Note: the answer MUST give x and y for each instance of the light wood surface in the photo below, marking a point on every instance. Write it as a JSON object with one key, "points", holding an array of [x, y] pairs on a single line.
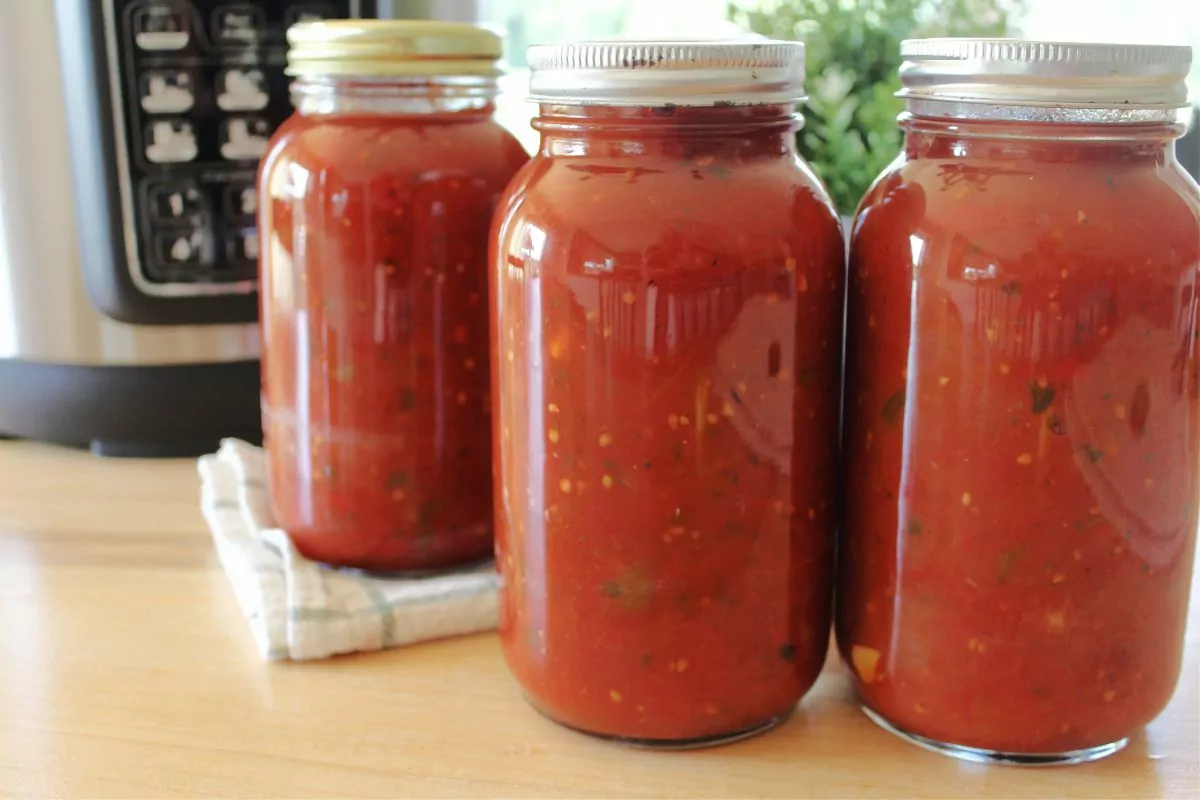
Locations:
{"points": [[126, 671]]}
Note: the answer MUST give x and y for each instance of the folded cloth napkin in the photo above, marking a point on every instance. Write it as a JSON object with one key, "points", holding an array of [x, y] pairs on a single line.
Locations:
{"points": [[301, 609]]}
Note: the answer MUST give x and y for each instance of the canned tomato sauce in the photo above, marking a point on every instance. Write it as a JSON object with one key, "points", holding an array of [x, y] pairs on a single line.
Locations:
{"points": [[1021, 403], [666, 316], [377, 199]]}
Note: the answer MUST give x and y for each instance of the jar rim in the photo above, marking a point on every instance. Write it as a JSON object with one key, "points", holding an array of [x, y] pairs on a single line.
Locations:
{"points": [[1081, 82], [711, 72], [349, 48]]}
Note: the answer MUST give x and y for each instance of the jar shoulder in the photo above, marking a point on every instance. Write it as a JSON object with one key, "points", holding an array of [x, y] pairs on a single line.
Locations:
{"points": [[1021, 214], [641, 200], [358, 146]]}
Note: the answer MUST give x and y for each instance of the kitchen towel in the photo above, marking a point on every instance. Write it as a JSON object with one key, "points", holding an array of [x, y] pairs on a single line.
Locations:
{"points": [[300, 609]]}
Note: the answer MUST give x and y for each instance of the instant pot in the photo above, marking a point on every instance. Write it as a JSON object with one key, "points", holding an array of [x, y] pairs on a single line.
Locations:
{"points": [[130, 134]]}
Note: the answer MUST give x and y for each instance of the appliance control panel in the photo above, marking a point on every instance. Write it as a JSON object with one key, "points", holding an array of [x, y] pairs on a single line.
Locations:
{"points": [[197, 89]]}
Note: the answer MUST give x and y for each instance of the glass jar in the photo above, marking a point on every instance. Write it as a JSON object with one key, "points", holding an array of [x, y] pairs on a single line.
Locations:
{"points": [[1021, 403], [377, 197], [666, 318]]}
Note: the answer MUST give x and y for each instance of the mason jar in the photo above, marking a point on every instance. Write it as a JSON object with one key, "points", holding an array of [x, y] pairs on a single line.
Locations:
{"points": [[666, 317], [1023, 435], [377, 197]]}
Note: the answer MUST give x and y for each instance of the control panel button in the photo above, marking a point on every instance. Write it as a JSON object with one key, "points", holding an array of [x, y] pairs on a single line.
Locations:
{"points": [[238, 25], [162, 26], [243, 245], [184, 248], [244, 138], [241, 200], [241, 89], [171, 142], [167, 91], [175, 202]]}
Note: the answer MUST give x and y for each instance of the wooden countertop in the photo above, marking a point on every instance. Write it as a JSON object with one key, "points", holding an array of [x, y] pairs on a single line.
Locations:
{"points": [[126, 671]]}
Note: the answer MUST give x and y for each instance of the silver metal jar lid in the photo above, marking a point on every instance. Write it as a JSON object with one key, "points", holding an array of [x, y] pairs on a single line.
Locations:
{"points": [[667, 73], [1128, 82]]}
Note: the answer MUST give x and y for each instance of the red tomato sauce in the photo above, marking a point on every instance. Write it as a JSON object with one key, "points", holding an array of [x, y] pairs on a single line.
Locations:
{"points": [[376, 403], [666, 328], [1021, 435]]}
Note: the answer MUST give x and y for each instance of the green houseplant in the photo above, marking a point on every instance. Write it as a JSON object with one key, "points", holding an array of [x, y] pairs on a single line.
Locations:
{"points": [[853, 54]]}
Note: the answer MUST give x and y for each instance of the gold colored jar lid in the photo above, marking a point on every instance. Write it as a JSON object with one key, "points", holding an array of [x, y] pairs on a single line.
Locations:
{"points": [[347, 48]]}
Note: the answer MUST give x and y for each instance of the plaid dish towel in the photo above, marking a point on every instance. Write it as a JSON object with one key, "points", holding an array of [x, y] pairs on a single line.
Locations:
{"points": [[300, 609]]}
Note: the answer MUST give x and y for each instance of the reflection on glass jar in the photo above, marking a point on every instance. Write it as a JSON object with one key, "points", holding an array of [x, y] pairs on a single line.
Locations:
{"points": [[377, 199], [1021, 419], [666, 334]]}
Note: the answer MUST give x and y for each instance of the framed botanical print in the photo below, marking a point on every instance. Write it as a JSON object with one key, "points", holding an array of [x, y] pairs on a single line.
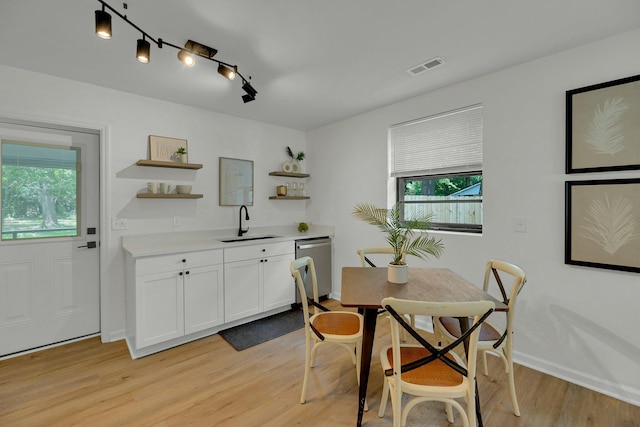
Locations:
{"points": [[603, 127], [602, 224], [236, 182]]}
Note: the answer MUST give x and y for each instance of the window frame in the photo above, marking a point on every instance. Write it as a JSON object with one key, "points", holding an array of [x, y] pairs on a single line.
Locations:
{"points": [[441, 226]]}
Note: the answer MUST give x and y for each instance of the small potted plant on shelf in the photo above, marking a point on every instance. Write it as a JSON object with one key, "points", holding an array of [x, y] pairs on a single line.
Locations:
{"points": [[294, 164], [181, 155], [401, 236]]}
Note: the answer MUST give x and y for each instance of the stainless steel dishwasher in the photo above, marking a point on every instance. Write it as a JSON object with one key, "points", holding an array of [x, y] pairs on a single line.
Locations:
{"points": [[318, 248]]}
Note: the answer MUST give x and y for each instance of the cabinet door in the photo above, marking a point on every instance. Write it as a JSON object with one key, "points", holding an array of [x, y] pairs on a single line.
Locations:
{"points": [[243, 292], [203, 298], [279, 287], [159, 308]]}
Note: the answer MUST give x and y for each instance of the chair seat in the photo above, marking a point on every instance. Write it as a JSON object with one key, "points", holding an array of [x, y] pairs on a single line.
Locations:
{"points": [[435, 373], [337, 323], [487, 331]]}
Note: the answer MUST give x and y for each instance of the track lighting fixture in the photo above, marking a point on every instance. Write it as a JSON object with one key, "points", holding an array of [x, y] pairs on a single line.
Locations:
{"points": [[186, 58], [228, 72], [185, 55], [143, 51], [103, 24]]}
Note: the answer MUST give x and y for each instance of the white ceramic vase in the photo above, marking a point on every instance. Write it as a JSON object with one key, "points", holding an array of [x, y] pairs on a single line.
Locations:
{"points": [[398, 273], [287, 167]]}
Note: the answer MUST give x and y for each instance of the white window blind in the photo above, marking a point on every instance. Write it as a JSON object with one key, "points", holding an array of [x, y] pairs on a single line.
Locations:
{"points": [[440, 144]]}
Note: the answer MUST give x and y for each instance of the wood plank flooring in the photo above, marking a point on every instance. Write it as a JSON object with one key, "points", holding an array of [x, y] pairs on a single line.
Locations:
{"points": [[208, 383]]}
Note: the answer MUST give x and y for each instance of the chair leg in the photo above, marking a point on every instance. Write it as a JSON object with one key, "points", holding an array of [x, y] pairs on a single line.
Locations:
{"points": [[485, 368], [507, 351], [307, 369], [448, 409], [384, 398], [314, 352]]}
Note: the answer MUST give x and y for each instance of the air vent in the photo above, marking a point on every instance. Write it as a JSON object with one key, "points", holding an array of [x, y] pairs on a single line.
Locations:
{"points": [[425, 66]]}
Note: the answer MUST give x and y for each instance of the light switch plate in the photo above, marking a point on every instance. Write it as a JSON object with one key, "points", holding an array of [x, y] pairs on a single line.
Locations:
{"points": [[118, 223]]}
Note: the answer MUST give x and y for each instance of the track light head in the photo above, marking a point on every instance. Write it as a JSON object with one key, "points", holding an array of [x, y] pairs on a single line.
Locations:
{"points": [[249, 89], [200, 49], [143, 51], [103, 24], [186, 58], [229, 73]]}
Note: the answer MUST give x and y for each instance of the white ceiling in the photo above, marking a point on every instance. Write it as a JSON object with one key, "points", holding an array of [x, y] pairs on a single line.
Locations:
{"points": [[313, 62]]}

....................

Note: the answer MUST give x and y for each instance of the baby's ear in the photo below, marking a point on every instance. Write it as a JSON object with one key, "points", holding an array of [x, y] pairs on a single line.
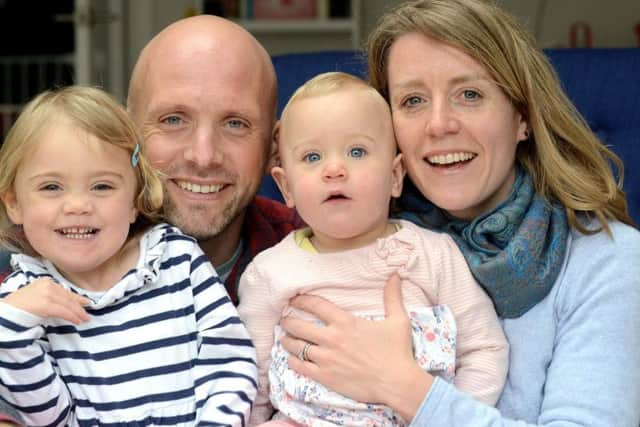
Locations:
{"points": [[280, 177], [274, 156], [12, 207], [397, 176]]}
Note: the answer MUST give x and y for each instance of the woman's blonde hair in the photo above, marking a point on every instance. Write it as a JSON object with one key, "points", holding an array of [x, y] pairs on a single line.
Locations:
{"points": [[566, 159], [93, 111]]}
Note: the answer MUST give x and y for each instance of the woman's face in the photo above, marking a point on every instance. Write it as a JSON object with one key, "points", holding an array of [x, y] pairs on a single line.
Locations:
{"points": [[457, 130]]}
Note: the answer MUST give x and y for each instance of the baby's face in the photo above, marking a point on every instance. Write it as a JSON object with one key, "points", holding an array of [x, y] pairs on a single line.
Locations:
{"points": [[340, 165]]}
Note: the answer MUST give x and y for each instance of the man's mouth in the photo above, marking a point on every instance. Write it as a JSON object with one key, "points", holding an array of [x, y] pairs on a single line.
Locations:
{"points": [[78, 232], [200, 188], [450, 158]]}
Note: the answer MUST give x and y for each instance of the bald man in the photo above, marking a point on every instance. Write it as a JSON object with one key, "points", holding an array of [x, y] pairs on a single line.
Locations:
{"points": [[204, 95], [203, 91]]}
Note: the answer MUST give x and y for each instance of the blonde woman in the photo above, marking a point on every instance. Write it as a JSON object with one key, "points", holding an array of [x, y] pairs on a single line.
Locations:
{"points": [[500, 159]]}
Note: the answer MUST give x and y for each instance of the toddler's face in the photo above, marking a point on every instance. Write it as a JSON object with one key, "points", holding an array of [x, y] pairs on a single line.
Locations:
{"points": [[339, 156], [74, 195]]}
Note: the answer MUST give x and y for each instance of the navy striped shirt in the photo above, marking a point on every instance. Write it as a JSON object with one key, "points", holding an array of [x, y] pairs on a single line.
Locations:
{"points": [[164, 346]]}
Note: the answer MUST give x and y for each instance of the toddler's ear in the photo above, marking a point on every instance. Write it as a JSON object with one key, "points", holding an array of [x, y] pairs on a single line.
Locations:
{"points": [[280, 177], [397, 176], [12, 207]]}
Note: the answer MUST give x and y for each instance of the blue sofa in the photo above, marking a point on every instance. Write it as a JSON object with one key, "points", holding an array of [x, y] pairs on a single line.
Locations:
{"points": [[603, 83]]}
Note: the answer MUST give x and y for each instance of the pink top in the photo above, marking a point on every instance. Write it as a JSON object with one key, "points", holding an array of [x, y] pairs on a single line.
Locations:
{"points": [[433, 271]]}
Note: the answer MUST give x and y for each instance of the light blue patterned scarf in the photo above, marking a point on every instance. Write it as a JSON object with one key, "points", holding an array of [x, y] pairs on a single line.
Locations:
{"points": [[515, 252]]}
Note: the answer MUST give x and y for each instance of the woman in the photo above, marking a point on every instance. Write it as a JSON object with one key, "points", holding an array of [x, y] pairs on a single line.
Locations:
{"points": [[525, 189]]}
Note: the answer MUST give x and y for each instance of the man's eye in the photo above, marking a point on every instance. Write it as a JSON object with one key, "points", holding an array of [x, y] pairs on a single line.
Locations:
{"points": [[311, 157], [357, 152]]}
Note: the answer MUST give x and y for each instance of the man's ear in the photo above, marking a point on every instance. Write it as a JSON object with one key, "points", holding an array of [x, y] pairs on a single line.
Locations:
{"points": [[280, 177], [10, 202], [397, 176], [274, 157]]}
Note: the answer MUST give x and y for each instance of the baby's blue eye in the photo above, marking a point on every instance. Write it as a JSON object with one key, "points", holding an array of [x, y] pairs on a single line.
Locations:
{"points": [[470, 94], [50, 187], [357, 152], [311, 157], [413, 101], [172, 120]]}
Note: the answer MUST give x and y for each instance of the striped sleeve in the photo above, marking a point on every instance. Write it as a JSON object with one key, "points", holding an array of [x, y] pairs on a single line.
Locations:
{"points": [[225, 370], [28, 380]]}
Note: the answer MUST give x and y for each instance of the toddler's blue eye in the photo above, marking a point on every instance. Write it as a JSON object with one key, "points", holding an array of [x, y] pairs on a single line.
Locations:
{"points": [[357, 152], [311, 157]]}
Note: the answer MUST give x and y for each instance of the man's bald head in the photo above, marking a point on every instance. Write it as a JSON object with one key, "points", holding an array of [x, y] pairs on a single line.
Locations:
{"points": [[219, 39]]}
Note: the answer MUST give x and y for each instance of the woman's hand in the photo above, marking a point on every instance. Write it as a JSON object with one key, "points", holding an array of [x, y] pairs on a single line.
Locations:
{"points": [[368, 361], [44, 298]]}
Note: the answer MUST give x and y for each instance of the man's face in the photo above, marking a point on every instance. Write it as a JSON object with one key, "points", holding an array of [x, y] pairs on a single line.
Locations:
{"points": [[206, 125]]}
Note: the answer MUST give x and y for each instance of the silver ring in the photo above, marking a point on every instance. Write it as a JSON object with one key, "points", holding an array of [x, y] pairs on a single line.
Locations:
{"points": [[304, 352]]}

....................

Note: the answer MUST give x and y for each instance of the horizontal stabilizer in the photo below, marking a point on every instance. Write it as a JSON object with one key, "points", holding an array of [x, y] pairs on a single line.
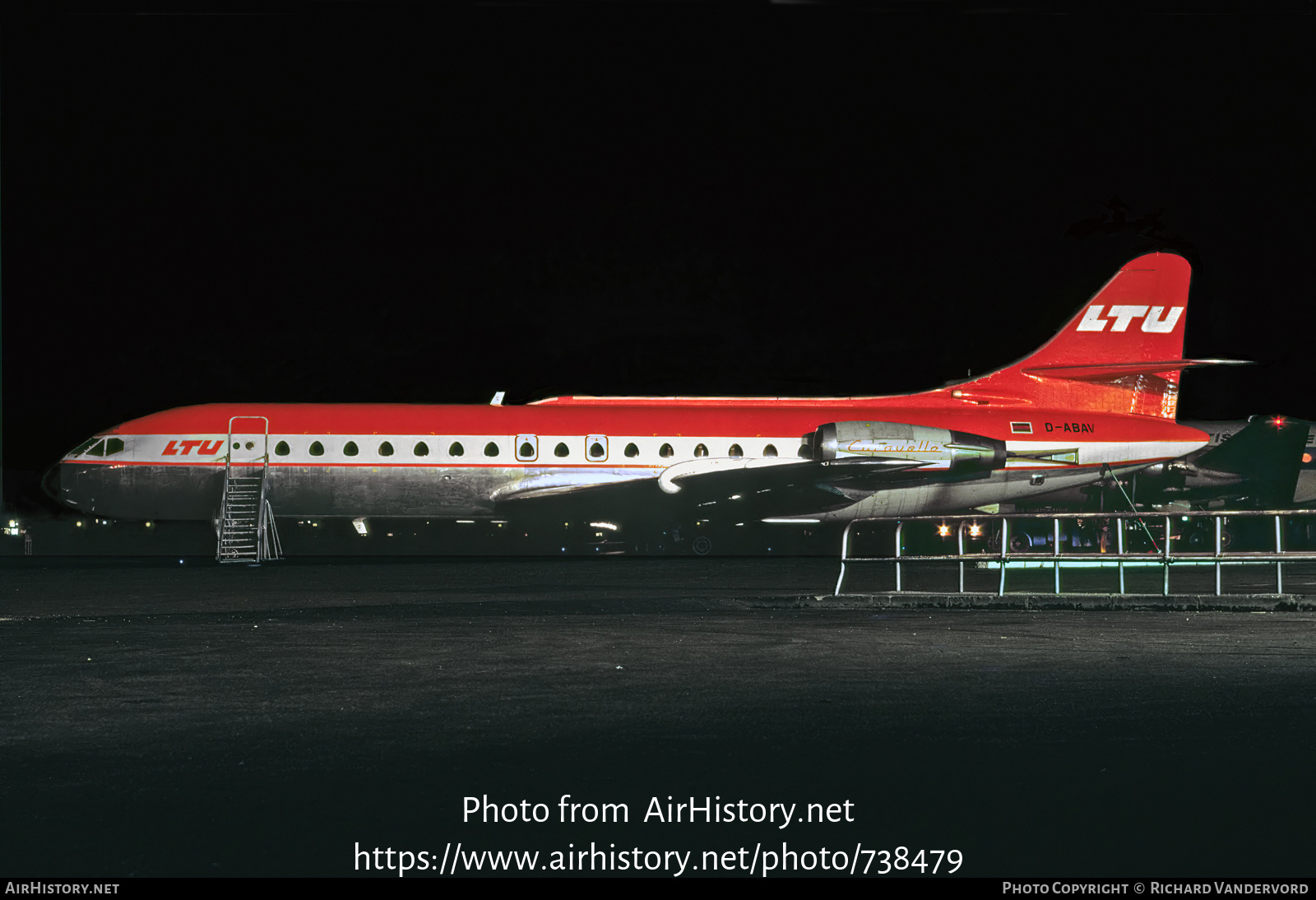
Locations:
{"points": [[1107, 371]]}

....................

Try it: Of all the lines in the records, how many have the word "blue"? Write only the number.

Task answer: 4